> Excerpted data

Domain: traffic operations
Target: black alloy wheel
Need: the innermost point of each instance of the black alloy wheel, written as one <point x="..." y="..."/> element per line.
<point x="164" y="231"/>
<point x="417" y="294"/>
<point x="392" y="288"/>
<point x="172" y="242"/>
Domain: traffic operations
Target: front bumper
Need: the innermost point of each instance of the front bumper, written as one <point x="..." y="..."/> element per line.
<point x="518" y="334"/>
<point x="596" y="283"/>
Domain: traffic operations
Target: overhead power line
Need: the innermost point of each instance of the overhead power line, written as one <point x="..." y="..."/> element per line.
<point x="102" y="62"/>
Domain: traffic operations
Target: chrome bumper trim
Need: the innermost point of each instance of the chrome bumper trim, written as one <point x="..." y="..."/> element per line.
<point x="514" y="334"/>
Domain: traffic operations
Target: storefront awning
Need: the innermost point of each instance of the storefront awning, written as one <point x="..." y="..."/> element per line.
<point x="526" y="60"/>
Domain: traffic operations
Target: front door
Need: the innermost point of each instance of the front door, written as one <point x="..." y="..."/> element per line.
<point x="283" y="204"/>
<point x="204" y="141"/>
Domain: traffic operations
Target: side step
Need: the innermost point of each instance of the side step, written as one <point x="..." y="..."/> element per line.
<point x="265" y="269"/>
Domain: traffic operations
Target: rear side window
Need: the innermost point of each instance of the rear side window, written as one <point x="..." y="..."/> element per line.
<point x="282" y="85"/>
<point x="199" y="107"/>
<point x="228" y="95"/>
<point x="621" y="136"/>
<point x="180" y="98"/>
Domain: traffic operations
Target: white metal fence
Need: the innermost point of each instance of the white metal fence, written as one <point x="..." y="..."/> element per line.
...
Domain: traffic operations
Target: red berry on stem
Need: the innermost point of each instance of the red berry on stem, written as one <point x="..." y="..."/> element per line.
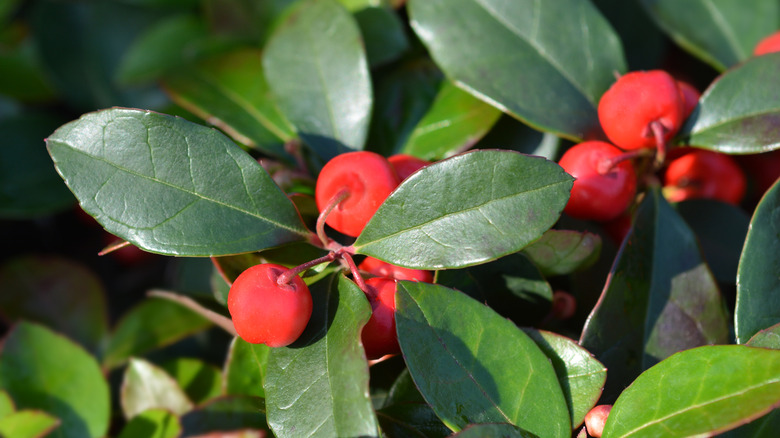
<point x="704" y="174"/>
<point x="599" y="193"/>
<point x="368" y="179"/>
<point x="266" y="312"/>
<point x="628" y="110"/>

> Work item
Go through the listing above and copy each line in which the string "Target" is found.

> Reply
Target: black alloy wheel
Target: front bumper
Target: overhead power line
Target: chrome bumper trim
Target: storefront awning
Target: front door
Target: side step
Target: rear side window
Target: white metal fence
Target: red berry on stem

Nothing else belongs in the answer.